Records excerpted from a collection
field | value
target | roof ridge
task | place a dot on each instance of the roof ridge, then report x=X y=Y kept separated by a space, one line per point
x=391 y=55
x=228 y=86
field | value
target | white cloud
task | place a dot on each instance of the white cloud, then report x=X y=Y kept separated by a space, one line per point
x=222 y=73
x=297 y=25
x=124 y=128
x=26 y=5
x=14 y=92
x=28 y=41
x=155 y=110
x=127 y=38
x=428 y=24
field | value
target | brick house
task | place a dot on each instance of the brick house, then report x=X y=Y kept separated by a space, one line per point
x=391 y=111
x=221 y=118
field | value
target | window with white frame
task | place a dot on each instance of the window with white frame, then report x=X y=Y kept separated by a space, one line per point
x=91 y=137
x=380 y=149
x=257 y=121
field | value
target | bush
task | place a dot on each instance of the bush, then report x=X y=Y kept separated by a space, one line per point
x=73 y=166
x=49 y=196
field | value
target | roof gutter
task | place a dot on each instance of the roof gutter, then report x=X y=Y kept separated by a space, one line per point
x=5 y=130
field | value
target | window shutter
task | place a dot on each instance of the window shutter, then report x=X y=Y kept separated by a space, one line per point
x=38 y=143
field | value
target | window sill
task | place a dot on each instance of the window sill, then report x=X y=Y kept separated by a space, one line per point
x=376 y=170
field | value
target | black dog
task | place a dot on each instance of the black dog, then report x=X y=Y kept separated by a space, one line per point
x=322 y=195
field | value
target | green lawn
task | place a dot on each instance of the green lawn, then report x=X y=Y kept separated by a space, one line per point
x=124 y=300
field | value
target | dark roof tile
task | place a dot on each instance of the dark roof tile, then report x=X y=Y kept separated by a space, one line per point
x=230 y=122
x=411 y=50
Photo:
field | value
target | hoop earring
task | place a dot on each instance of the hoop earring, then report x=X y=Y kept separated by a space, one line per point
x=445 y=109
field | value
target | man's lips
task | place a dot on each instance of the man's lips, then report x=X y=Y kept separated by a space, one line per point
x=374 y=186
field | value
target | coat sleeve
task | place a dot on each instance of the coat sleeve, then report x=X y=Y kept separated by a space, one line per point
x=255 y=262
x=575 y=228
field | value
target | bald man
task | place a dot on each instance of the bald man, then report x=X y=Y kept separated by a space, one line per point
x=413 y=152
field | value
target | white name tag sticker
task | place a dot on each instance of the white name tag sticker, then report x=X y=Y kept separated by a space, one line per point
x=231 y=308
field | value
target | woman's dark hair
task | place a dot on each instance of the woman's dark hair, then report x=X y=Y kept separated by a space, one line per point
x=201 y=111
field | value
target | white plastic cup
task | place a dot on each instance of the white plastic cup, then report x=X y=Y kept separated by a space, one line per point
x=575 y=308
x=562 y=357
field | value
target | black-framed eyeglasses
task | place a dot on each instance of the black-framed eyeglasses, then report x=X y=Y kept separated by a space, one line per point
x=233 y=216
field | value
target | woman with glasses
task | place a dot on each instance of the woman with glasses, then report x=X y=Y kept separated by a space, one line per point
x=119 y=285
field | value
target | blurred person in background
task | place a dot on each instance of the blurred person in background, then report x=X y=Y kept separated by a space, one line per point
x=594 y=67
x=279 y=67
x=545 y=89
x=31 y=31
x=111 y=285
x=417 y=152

**SET TASK:**
Your task is to retype all the records above with nothing left out.

**ANSWER TO THIS EXERCISE:**
field | value
target | roof ridge
task | place a dot on each instance of the roof ridge, then report x=X y=Y kept separated by a space, one line per point
x=391 y=55
x=228 y=86
field | value
target | white cloud
task | place a dot on each instance of the white cloud, then report x=X y=Y kept separated by a space, one line per point
x=222 y=73
x=297 y=25
x=124 y=128
x=26 y=5
x=14 y=92
x=28 y=41
x=155 y=110
x=127 y=38
x=428 y=24
field | value
target | brick house
task | place a dot on each instance of the brick house, then report x=X y=Y kept separated by a space, one line per point
x=391 y=111
x=221 y=118
field | value
target | window with white frame
task | place a dot on each instance of the window with white frame, then report x=X y=Y kept separated by a space, one line per point
x=91 y=137
x=380 y=149
x=257 y=121
field | value
target | bush
task | place a dot on each instance of the bush, then report x=X y=Y kept separated by a space, one line per point
x=73 y=166
x=49 y=196
field | value
target | roof gutter
task | place a dot on each instance of the roof gutter, then report x=X y=Y kept separated by a space, one line per point
x=5 y=130
field | value
target | window shutter
task | place a dot on each instance of the window shutter, then report x=X y=Y kept separated by a space, one line per point
x=38 y=143
field | value
target | window sill
task | place a dot on each instance of the window sill, then report x=X y=Y kept separated by a space, one line per point
x=376 y=170
field | value
target | black dog
task | place a dot on each instance of the black dog, then report x=X y=Y kept separated by a space, one line per point
x=322 y=195
field | value
target | green lawn
task | place a dot on each instance of the green lawn, then report x=X y=Y kept separated by a space, one line per point
x=124 y=300
field | value
target | dark roof tile
task | place a dot on each instance of the dark roof tile, then report x=X y=Y kept separated by a space, one line per point
x=230 y=122
x=411 y=50
Photo:
field | value
target | hoop earring
task | place a dot on each instance of the hoop earring, then report x=X y=Y kept separated by a space, one line per point
x=445 y=109
field | value
target | man's lips
task | place a dot on each instance of the man's lips, then report x=X y=Y kept separated by a space, one line per point
x=374 y=186
field | value
target | coat sleeve
task | place a dot on each instance of the coat sleeve, then report x=X y=Y kept separated by a space, one line per point
x=255 y=262
x=575 y=228
field | value
target | bald man
task | place a dot on each instance of the bald man, then report x=X y=Y kept separated by a space, one line per point
x=413 y=152
field | value
target | white name tag sticker
task | place a dot on each instance of the white name tag sticker, then report x=X y=Y kept separated by a space, one line per point
x=231 y=308
field | value
target | woman's dark hair
task | place a dot on each instance of the woman's dark hair, then report x=X y=Y kept separated by a space, one line per point
x=201 y=111
field | value
target | white plastic cup
task | place a dot on each instance of the white plastic cup, then report x=X y=Y kept separated by a space, one line per point
x=575 y=308
x=562 y=357
field | value
target | black-framed eyeglasses
task | place a dot on each instance of the black-framed eyeglasses, then report x=X y=Y kept separated by a space, one line per point
x=233 y=216
field | value
target | woman with glasses
task | place a dot on each instance of the woman with glasses, then report x=X y=Y kept separated by a space, one line per point
x=119 y=285
field | value
target | blurred person in background
task | place a dot on each instance of the blurred person in background, then report x=X y=Y kept separated by a space, one line per point
x=594 y=67
x=279 y=67
x=545 y=89
x=31 y=31
x=111 y=285
x=417 y=152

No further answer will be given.